Reproduce the Bayesian reasoning text word for word.

[SELECTED PASSAGE — start]

Bayesian Reasoning

May 10, 2012 4:10 pm

Bayesian reasoning (the application of Bayes’ theorem) is incredibly important, but virtually unknown (and not understood) in the general population.  While politicians, advertisers, and salespersons take advantage of this lack of understanding to extract votes and money; doctors, lawyers, and engineers can make life-threatening mistakes if they don’t apply the process correctly.  It’s a concept so vital to the proper interpretation of the world around us that I believe it should be a mandatory subject during high school.

Let’s start with an example to motivate the subject.  Let’s say you’re not feeling well and you go to your doctor.  Your doctor can’t determine what’s wrong and decides to run some blood tests.  The results come back and your doctor informs you that the test for a terminal disease came back positive.  Do you panic?  Probably.  Should you panic? Not necessarily.  There is vital information which we don’t know and need to know in order to understand the situation properly.

[SELECTED PASSAGE — finish]
[SUPPLIED INFORMATION — start]

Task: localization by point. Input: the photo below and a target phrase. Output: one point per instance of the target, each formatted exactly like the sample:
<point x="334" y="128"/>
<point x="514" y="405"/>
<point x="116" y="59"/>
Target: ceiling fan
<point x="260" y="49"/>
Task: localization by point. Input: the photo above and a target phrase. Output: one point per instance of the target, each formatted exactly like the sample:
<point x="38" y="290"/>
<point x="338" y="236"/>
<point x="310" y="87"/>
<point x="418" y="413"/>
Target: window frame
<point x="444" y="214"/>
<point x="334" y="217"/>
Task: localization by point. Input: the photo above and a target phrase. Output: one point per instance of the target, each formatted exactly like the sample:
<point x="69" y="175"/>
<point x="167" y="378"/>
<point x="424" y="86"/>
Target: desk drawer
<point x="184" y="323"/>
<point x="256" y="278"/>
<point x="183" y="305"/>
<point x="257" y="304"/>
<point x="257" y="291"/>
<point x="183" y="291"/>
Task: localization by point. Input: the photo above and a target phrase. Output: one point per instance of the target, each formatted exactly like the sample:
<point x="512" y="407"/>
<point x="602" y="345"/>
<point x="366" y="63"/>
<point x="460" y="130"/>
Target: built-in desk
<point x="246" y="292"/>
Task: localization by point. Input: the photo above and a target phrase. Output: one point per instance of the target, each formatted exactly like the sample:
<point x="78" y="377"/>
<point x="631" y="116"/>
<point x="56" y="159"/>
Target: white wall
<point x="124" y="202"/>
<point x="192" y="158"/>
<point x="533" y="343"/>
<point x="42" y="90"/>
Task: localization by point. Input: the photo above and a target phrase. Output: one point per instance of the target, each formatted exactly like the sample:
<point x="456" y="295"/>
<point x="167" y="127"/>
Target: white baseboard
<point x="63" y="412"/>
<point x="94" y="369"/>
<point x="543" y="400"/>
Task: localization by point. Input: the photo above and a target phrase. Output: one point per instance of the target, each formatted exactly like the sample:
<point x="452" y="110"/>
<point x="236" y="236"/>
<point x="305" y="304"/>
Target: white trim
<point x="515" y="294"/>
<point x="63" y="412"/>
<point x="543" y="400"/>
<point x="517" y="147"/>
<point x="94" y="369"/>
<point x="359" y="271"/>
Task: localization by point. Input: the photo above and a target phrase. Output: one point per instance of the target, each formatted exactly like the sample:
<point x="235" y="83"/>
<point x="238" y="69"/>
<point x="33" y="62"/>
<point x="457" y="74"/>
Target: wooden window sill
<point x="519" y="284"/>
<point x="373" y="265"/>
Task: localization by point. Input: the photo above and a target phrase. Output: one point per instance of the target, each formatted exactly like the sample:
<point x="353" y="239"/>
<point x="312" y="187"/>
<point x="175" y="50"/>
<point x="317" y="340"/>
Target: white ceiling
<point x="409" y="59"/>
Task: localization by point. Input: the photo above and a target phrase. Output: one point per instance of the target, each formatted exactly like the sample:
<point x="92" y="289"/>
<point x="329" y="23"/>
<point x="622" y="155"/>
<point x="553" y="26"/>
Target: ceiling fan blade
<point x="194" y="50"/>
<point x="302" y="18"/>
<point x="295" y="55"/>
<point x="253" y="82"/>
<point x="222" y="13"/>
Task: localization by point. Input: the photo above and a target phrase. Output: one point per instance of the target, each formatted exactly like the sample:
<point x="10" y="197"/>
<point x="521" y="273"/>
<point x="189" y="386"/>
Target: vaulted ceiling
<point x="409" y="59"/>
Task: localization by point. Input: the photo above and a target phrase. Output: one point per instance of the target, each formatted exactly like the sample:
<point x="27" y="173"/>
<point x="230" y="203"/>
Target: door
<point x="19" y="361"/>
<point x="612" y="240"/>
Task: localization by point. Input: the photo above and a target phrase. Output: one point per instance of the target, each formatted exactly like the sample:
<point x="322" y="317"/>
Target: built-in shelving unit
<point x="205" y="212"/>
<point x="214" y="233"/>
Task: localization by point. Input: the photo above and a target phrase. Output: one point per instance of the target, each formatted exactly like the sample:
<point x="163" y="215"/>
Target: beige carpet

[SUPPLIED INFORMATION — finish]

SOLUTION TO THIS PROBLEM
Bayesian Reasoning

May 10, 2012 4:10 pm

Bayesian reasoning (the application of Bayes’ theorem) is incredibly important, but virtually unknown (and not understood) in the general population.  While politicians, advertisers, and salespersons take advantage of this lack of understanding to extract votes and money; doctors, lawyers, and engineers can make life-threatening mistakes if they don’t apply the process correctly.  It’s a concept so vital to the proper interpretation of the world around us that I believe it should be a mandatory subject during high school.

Let’s start with an example to motivate the subject.  Let’s say you’re not feeling well and you go to your doctor.  Your doctor can’t determine what’s wrong and decides to run some blood tests.  The results come back and your doctor informs you that the test for a terminal disease came back positive.  Do you panic?  Probably.  Should you panic? Not necessarily.  There is vital information which we don’t know and need to know in order to understand the situation properly.